● What the exercise asks: Beginning at the line containing "of the measuring", repeat each line below exactly up to and including the line containing "the puppy's nose". Do not repeat the pictures.

[[ Data in this exercise, beginning ]]

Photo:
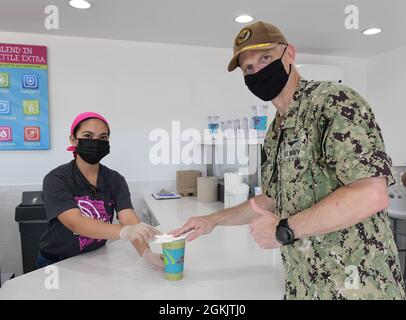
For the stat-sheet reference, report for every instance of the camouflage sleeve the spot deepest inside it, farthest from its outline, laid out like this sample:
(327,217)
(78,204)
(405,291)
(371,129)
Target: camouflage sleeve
(352,142)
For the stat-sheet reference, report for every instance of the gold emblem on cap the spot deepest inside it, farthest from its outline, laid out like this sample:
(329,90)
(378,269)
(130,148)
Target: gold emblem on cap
(243,36)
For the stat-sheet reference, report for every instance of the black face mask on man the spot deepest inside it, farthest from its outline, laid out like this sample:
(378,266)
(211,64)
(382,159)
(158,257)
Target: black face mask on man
(268,82)
(92,150)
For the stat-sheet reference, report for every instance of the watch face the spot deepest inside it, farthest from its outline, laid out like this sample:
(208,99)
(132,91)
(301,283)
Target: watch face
(283,235)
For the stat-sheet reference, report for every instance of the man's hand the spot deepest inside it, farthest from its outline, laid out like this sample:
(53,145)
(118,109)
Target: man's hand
(200,225)
(263,228)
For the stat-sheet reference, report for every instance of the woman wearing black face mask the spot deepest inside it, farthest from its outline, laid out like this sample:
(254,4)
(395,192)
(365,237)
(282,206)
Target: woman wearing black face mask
(81,197)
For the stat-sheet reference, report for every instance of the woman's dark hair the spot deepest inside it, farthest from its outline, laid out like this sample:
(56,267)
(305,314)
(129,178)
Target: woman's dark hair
(75,131)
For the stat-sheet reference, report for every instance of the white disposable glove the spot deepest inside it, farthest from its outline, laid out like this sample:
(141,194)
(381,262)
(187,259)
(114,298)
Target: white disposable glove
(154,259)
(140,232)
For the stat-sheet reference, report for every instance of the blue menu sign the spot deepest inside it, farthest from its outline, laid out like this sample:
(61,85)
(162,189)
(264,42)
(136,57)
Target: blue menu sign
(24,109)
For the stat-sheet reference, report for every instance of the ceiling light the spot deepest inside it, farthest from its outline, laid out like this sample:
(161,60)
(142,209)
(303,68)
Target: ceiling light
(80,4)
(244,19)
(371,31)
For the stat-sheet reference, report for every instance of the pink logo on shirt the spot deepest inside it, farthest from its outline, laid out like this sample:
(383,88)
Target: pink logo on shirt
(93,209)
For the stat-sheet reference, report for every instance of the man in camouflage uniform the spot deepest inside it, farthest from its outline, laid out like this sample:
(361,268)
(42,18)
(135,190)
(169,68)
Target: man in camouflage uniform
(324,176)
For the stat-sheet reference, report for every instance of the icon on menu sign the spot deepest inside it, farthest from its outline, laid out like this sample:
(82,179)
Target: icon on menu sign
(4,107)
(5,134)
(4,80)
(30,81)
(32,134)
(31,107)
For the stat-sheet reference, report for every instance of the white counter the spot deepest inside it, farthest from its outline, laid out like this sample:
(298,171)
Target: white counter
(226,264)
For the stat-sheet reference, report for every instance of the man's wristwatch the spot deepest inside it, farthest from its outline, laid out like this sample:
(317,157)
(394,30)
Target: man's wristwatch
(284,233)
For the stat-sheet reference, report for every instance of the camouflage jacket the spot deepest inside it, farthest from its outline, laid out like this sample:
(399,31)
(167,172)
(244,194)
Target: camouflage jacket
(328,139)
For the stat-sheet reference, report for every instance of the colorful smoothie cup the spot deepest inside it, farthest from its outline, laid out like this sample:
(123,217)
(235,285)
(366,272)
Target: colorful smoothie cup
(174,256)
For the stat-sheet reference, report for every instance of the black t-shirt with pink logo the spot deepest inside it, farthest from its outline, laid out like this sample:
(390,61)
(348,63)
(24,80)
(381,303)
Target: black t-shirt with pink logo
(66,188)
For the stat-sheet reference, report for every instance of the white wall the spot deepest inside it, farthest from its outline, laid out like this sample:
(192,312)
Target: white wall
(138,87)
(386,79)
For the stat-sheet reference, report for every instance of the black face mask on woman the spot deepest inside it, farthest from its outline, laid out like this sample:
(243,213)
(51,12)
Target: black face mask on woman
(92,150)
(268,82)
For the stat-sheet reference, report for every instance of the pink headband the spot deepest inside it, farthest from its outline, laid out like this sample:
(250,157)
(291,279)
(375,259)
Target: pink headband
(80,118)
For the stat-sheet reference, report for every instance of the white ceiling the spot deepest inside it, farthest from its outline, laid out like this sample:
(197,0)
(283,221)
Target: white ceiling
(314,26)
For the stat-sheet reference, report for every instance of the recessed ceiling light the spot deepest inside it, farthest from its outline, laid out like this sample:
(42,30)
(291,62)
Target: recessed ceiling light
(80,4)
(244,19)
(371,31)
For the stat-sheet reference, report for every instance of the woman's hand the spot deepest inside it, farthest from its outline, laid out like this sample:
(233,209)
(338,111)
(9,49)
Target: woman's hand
(141,232)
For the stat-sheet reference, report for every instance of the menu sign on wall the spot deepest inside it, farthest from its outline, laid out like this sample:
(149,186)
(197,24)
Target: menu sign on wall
(24,110)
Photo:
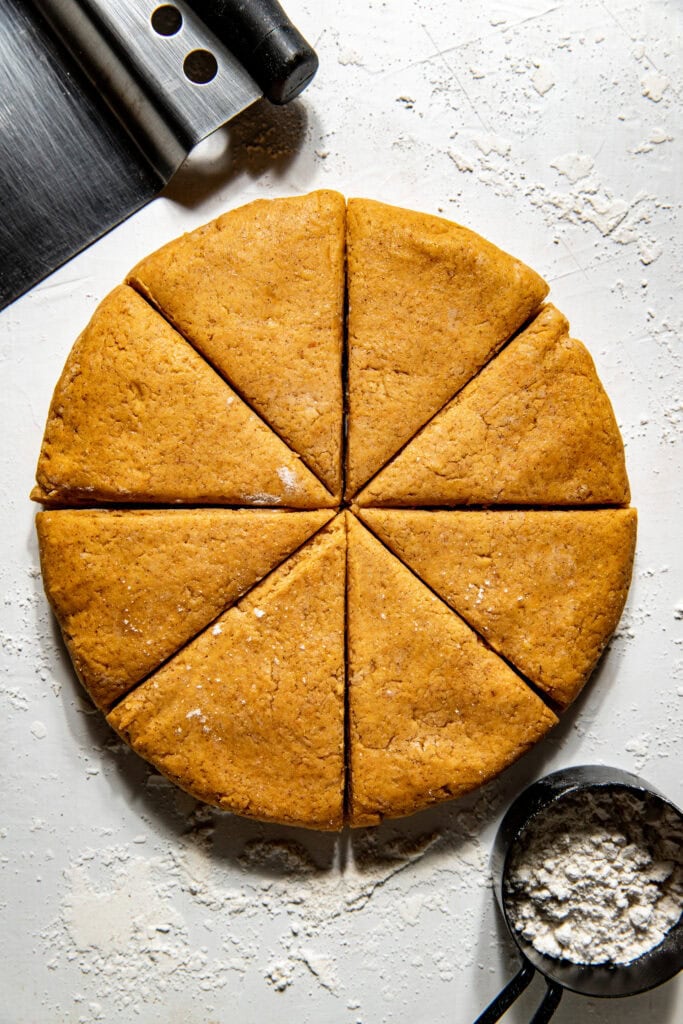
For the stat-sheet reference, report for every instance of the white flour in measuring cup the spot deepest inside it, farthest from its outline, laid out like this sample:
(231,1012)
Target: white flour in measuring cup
(597,878)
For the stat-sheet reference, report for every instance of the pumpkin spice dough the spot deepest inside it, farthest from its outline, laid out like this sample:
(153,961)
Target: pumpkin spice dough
(260,293)
(429,303)
(432,712)
(546,589)
(253,655)
(250,715)
(536,427)
(139,417)
(130,588)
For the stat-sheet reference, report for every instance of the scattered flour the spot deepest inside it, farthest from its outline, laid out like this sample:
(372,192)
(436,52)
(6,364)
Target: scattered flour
(288,477)
(598,878)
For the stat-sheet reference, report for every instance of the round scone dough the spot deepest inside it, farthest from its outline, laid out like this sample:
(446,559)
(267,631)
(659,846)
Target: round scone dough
(321,568)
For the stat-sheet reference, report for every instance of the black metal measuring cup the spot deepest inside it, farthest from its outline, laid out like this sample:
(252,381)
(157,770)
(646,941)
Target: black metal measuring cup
(646,972)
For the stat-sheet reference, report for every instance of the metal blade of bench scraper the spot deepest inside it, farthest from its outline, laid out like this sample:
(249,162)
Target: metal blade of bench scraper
(70,170)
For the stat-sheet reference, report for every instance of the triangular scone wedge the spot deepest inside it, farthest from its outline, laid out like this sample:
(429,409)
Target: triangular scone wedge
(546,589)
(130,588)
(536,427)
(138,416)
(250,715)
(260,293)
(429,304)
(433,713)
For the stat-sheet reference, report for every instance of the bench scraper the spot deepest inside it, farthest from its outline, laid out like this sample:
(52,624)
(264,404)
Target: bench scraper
(101,100)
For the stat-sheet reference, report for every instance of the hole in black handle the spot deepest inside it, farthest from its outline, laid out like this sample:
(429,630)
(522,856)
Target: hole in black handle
(166,20)
(200,67)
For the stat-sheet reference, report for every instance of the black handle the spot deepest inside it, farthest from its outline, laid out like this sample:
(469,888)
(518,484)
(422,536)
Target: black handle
(504,999)
(550,1004)
(264,41)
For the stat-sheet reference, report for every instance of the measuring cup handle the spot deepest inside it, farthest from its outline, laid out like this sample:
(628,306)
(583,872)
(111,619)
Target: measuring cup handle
(550,1004)
(512,991)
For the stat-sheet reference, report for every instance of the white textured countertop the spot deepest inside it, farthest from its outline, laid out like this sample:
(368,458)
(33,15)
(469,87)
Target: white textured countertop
(553,128)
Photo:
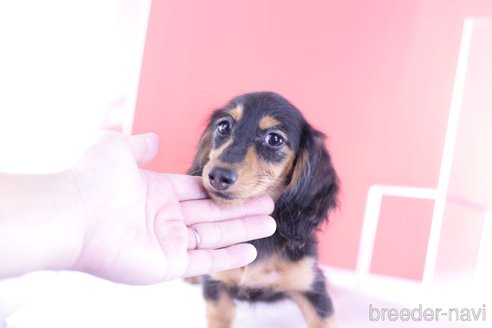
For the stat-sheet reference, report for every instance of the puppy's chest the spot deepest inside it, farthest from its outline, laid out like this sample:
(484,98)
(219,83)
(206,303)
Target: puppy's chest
(272,273)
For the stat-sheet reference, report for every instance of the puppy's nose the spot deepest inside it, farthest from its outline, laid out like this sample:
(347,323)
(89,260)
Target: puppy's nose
(221,178)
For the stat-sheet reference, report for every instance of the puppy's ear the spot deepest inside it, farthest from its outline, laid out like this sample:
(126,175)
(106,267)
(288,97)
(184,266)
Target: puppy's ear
(201,157)
(311,193)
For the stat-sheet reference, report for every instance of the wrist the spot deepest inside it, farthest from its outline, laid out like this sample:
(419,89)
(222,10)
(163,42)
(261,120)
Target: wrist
(40,222)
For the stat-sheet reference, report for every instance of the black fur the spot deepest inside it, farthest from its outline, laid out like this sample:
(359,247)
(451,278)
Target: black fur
(310,194)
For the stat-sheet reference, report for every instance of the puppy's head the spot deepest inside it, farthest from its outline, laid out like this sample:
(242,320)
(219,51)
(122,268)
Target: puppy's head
(260,143)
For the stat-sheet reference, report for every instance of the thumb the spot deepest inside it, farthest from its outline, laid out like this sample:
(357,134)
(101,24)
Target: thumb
(144,147)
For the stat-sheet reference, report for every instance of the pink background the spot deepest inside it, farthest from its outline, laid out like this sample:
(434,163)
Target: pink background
(375,76)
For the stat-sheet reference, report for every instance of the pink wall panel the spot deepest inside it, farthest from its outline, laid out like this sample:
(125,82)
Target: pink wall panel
(375,76)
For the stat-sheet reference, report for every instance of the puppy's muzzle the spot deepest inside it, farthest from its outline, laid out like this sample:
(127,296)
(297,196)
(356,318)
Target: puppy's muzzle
(221,178)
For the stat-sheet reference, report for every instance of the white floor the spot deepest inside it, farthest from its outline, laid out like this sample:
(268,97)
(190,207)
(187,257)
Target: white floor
(65,299)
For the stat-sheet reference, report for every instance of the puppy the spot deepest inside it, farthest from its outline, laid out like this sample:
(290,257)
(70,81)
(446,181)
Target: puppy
(260,143)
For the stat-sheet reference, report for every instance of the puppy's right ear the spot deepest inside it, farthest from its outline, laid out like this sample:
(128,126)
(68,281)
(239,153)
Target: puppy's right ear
(201,157)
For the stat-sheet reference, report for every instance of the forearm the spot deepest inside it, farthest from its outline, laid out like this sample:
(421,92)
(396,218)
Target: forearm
(40,223)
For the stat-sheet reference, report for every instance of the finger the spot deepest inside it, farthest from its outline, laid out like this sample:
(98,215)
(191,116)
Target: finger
(225,233)
(144,146)
(199,211)
(187,187)
(207,261)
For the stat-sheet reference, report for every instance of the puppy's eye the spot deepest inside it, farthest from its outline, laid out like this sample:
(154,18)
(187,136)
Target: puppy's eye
(224,128)
(274,140)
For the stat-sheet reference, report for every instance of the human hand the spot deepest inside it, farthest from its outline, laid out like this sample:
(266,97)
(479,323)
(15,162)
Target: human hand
(136,223)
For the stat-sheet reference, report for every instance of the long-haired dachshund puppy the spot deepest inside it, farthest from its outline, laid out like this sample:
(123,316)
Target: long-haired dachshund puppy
(260,143)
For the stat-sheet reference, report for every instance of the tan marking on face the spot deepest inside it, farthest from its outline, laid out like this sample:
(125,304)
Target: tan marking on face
(267,122)
(301,166)
(204,147)
(255,176)
(221,313)
(273,273)
(237,112)
(309,313)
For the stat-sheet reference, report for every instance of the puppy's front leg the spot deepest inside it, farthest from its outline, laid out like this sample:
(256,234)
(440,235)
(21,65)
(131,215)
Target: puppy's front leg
(221,308)
(315,304)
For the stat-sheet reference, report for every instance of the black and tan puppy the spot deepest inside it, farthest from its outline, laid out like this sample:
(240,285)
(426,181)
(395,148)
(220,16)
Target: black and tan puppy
(260,143)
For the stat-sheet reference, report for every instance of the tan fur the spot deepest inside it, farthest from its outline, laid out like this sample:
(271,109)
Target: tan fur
(301,162)
(221,314)
(255,176)
(237,112)
(309,313)
(272,273)
(267,122)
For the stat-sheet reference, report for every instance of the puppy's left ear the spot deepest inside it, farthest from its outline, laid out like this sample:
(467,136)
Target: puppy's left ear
(312,191)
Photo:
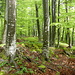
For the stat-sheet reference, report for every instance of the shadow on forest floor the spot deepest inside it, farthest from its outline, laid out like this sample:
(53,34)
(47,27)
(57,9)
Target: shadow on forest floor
(30,62)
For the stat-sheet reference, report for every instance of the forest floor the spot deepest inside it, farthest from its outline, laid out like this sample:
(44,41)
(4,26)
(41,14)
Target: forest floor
(30,61)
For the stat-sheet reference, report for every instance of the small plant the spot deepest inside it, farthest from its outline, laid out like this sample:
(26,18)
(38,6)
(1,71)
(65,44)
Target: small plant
(2,64)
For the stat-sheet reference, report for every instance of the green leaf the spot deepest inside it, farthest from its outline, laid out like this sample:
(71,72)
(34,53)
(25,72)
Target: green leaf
(42,66)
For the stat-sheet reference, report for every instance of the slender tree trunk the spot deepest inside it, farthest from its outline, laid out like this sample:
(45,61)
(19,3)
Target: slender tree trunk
(11,31)
(53,21)
(5,23)
(58,21)
(73,36)
(38,24)
(46,29)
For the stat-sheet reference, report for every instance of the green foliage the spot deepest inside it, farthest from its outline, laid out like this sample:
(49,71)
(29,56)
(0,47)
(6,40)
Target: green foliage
(42,66)
(2,64)
(2,73)
(25,70)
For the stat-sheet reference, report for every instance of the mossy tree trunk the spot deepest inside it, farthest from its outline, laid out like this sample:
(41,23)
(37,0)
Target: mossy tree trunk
(11,30)
(46,29)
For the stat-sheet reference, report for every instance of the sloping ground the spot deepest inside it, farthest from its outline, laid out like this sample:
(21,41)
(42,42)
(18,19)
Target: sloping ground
(31,62)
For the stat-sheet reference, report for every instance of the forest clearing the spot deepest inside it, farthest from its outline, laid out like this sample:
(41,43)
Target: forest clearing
(37,37)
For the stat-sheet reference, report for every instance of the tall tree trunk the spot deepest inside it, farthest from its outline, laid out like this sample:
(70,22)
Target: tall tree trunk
(53,21)
(73,36)
(46,29)
(58,21)
(38,24)
(5,22)
(11,30)
(68,39)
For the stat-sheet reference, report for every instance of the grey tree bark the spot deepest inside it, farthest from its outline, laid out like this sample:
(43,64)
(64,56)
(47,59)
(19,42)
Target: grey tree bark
(38,24)
(58,21)
(46,29)
(11,30)
(53,33)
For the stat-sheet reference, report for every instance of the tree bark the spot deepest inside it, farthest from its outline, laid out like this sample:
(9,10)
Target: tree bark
(11,30)
(38,24)
(46,29)
(53,21)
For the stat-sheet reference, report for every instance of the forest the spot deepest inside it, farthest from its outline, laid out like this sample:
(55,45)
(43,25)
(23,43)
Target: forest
(37,37)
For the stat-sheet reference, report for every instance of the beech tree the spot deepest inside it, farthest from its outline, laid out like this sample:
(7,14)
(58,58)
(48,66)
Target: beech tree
(11,30)
(46,29)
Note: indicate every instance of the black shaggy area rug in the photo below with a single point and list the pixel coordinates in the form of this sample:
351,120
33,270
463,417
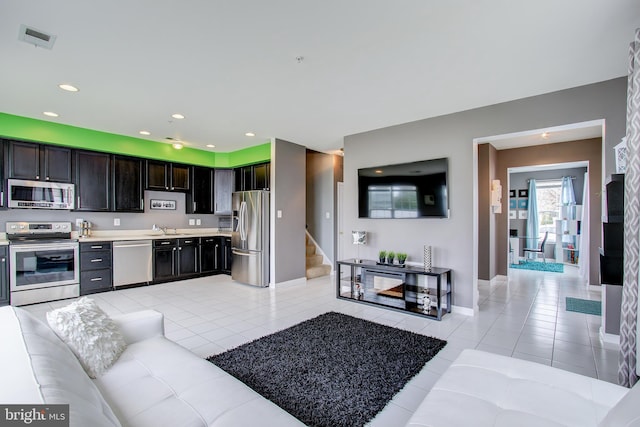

[[ Data in this exercise, end ]]

● Solution:
For the stat-sheet reference, report for every instance of the measuring cup handle the spot deepest inside it, farthest from its outline, laid out like this sample:
(628,306)
(583,872)
(111,619)
Target: measuring cup handle
(550,1004)
(512,991)
For the stat-sheet reference, report for every instance of the white textured countertop the spot deepest inside it, farthest from its outline, laid out like this sample:
(368,458)
(33,15)
(469,87)
Target: white textured countertop
(553,128)
Photo:
For the stat-sheet reference, report for every instance of the puppy's chest the spot deepest inside it, farthest from its outline, laid out like this sample:
(484,98)
(219,83)
(206,303)
Target: puppy's chest
(272,273)
For the stat-sheet reference, report for every instance of the puppy's nose the spot deepest inside it, farthest from its outline, laid out like this sample:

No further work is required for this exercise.